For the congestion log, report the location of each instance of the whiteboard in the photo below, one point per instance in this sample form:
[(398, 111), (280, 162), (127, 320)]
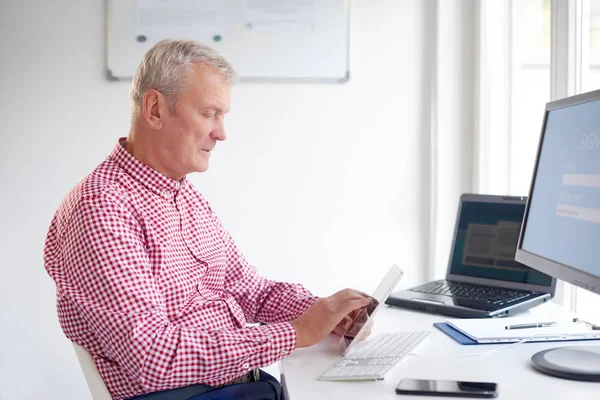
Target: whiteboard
[(264, 40)]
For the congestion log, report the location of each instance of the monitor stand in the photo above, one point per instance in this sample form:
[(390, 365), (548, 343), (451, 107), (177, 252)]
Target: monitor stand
[(580, 363)]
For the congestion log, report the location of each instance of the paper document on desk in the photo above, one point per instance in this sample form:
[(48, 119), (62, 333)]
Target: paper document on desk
[(494, 330)]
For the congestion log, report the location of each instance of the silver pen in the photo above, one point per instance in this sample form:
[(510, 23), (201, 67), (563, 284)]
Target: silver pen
[(532, 325)]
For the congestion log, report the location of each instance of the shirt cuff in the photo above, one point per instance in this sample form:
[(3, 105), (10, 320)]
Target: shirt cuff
[(282, 339)]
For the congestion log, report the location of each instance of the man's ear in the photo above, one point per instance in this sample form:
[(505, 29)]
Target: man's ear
[(154, 108)]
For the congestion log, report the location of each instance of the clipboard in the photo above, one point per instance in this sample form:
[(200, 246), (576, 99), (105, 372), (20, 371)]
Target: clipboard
[(467, 341)]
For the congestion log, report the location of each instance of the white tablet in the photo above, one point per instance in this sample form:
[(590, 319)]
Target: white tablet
[(350, 340)]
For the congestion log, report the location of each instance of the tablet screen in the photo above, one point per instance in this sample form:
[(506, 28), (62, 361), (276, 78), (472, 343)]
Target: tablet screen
[(362, 322)]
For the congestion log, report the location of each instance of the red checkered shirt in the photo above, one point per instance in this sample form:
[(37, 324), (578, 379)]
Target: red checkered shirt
[(152, 285)]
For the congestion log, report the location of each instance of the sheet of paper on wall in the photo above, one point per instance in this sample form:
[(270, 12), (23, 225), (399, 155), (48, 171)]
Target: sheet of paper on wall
[(494, 330), (278, 15), (167, 19)]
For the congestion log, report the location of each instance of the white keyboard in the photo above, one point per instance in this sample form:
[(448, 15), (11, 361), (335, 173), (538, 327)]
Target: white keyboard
[(375, 357)]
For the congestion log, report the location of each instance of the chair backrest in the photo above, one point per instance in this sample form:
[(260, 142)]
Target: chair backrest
[(92, 376)]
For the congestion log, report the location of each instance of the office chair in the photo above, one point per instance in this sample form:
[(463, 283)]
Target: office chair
[(95, 383)]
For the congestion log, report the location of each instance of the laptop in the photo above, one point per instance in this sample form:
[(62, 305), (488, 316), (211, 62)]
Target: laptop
[(483, 279)]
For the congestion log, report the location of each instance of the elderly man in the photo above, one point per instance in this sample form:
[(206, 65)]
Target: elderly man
[(148, 280)]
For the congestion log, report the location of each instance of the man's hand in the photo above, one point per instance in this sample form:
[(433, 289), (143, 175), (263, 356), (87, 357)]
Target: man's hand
[(323, 316)]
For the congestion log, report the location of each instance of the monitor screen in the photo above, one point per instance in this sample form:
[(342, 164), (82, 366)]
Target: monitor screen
[(486, 241), (561, 228)]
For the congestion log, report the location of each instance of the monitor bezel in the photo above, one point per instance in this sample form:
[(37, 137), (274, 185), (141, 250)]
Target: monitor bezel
[(550, 267)]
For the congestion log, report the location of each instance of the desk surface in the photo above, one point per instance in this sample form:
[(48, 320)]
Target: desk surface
[(439, 357)]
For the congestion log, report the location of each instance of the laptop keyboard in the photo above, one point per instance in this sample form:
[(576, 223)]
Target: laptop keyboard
[(376, 357), (470, 291)]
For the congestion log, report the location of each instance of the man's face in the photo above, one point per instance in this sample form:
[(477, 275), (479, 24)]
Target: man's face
[(192, 131)]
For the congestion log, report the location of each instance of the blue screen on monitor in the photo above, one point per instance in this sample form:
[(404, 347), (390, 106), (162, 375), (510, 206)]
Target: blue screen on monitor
[(486, 242), (563, 224)]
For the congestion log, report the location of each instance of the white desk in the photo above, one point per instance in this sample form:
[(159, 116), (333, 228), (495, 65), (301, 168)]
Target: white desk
[(510, 367)]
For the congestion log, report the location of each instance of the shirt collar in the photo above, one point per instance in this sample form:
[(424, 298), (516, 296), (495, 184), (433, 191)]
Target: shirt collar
[(148, 177)]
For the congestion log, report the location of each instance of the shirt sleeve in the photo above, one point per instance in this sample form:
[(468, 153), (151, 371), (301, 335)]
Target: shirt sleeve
[(261, 299), (108, 276)]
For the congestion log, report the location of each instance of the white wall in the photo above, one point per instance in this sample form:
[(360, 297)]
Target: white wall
[(317, 183)]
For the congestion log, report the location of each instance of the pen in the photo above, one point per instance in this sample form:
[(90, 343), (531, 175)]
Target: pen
[(532, 325)]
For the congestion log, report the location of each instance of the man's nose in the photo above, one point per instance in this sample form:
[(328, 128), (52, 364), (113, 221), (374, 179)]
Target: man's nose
[(219, 133)]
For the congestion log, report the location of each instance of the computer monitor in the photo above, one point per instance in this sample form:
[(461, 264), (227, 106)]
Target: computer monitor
[(560, 233)]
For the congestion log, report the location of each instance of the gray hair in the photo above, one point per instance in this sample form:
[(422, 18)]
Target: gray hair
[(166, 67)]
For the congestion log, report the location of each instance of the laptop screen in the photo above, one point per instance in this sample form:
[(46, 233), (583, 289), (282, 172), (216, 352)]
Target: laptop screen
[(486, 242)]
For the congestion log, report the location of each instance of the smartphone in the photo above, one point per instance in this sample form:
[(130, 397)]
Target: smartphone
[(447, 388)]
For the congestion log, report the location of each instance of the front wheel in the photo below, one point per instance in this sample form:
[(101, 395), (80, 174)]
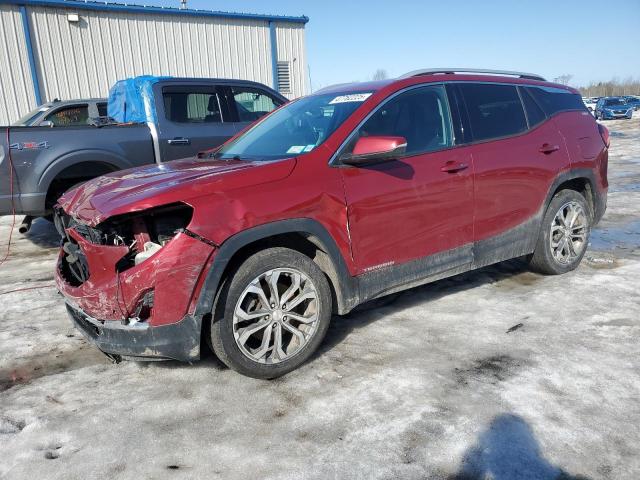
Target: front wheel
[(272, 314), (564, 234)]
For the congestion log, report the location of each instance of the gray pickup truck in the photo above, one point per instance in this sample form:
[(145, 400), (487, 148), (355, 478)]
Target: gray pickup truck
[(191, 115)]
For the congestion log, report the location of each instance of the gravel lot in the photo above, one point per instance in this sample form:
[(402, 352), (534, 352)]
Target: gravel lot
[(499, 373)]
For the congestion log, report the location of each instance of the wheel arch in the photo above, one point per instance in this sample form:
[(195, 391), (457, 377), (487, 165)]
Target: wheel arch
[(78, 166), (582, 181), (304, 235)]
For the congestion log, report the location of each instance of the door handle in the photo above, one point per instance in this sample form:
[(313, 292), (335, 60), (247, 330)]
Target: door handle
[(453, 167), (179, 141), (547, 148)]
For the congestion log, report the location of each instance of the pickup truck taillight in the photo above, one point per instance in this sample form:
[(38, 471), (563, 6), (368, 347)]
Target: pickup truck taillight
[(604, 133)]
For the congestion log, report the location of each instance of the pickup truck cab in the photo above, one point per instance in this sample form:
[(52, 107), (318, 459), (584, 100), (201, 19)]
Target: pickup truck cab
[(191, 115), (67, 113)]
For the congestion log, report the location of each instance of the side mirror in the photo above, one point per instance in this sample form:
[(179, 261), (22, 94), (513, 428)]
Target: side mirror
[(375, 149)]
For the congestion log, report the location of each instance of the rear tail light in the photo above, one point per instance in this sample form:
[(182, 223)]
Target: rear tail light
[(604, 133)]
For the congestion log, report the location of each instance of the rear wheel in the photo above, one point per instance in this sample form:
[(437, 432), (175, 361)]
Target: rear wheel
[(272, 314), (564, 234)]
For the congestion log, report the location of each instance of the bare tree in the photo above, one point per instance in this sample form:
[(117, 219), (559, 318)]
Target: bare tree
[(380, 74), (614, 87)]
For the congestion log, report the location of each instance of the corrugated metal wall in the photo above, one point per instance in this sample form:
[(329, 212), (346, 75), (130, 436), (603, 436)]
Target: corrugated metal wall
[(16, 89), (291, 48), (83, 59)]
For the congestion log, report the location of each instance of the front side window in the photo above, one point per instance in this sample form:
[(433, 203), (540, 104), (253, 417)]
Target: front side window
[(614, 102), (420, 116), (69, 116), (494, 110), (252, 104), (295, 129), (192, 106)]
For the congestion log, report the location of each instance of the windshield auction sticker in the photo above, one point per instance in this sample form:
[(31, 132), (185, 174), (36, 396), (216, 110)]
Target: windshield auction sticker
[(354, 97), (296, 149)]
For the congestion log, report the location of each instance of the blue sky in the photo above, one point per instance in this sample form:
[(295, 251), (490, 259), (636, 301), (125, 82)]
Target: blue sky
[(349, 40)]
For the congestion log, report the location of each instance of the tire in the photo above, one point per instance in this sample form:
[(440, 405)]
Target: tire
[(567, 255), (231, 337)]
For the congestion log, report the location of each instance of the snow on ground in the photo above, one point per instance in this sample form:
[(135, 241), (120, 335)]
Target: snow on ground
[(437, 384)]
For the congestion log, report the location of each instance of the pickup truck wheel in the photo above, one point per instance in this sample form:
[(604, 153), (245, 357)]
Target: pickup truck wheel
[(272, 314), (564, 234)]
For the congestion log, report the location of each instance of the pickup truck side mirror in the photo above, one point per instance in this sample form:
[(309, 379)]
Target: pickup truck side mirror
[(375, 149)]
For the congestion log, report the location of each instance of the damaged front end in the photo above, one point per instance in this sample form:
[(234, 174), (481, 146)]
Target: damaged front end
[(130, 280)]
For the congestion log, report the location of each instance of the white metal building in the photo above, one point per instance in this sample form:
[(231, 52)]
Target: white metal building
[(71, 49)]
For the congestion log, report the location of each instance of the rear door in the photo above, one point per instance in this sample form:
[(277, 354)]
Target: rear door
[(516, 156), (420, 204), (192, 118)]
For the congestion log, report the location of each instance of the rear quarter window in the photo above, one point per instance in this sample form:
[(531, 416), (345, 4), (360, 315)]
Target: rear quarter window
[(494, 110), (535, 114), (553, 100)]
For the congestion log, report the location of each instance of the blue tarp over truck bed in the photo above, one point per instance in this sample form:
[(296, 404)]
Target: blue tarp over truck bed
[(131, 100)]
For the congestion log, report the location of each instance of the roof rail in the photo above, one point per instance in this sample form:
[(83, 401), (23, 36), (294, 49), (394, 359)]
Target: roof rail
[(434, 71)]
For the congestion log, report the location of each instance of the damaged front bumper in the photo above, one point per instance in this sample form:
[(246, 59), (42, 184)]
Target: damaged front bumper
[(139, 310), (177, 341)]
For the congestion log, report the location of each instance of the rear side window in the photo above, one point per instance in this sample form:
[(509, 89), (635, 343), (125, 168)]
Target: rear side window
[(69, 116), (192, 107), (252, 103), (554, 100), (419, 115), (494, 110), (535, 115)]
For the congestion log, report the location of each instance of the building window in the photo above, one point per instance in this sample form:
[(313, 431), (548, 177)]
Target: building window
[(284, 77)]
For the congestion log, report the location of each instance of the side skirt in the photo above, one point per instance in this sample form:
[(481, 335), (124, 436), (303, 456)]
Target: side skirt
[(513, 243)]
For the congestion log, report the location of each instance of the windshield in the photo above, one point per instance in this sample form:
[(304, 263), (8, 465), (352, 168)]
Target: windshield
[(29, 117), (296, 128)]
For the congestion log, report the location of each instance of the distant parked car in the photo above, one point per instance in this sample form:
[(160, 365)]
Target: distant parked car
[(67, 113), (634, 102), (590, 103), (610, 108)]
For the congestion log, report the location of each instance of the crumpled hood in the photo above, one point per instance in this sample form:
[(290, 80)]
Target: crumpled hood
[(149, 186)]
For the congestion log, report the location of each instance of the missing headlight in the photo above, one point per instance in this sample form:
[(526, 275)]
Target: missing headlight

Exercise: Reproduce the records above word for word, from their first line through the line containing "[(350, 340)]", with both ends included. Leave the pictures out.

The solution:
For the congestion log, report the location of each instance of the whiteboard in the photo below, one point per instance in this sample form:
[(398, 111), (280, 162), (127, 320)]
Target: whiteboard
[(264, 40)]
For the congestion log, report the location of each instance of the monitor stand in the photo above, one point per instance in this sample form:
[(390, 365), (548, 343), (451, 107), (177, 252)]
Target: monitor stand
[(580, 363)]
For the congestion log, report the location of each instance of the paper document on desk in the photo above, one point per instance in this sample form:
[(48, 119), (62, 333)]
Target: paper document on desk
[(494, 330)]
For the congestion log, report the location of each instance of the silver pen in the photo above, one point per instance in this sample form:
[(510, 23), (201, 67), (563, 284)]
Target: silver pen
[(532, 325)]
For the congestion log, report the location of each instance of the shirt cuff in the photo above, one point per instance in this sample form:
[(3, 105), (10, 320)]
Target: shirt cuff
[(282, 339)]
For the congestion log, report the location of each instance of the man's ear in the photo above, one point per instance in this sample form:
[(505, 29)]
Target: man's ear
[(154, 108)]
For the congestion log, report the location of each instance of the clipboard in the photo above, one point per instance in this sample form:
[(200, 246), (576, 99), (105, 372), (20, 371)]
Target: clipboard
[(467, 341)]
For the congestion log, report the location of each instance of the white tablet in the photo above, one point per instance in this sample form:
[(590, 319)]
Target: white tablet
[(350, 340)]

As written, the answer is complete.